Which lines in the records below mention the word "seat"? Copy each one out.
+-------+
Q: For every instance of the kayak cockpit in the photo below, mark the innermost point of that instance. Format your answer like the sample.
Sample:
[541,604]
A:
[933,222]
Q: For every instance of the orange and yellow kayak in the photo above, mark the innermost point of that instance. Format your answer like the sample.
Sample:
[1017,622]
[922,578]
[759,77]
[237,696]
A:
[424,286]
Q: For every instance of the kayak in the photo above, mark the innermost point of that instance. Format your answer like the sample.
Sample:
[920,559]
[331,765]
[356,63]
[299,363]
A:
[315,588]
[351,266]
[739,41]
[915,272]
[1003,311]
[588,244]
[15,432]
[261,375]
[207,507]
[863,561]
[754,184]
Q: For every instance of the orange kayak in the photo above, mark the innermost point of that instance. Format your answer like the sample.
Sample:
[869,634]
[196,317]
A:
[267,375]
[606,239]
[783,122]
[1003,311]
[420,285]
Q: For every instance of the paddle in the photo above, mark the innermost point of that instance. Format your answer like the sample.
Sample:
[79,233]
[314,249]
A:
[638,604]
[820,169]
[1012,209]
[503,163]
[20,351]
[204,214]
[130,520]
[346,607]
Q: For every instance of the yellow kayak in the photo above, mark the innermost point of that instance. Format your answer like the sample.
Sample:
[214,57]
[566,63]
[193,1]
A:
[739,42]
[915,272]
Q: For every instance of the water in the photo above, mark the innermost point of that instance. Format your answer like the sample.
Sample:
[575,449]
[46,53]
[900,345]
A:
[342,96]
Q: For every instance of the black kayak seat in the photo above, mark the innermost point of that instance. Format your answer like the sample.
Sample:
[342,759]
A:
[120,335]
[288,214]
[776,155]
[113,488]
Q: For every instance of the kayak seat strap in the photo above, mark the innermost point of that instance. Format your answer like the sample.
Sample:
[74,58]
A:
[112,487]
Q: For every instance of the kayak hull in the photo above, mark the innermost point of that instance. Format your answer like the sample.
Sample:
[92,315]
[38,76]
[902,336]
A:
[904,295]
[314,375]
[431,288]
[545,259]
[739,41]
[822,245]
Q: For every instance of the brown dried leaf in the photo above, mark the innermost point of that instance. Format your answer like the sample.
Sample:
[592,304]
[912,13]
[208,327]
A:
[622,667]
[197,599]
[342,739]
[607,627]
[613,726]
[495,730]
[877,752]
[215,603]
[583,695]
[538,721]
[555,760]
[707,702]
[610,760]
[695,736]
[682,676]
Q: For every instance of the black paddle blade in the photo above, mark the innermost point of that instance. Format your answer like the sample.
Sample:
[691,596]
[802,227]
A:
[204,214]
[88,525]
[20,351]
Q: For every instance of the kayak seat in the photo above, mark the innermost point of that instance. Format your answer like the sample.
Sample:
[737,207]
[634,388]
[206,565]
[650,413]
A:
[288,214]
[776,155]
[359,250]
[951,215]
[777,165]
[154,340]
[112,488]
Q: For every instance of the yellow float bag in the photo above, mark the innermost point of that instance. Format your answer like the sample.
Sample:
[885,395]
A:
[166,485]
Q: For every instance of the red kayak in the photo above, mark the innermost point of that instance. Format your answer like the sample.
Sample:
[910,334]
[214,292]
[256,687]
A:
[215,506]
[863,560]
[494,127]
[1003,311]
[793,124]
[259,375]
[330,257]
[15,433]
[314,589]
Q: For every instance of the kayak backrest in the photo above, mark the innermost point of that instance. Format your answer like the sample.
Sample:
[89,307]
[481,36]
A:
+-------+
> [RESPONSE]:
Q: For every instance of the black kayak seat in the photo above, mark the innermost point of that instance. Format your answer like the sample.
Q: For every instance of the kayak seat strap in the photo above, mark the innermost point of that instance. Format your answer like the sample.
Q: For every instance of the kayak seat in the photo above, mark the innermost point of that instance. Format your answer like the sample.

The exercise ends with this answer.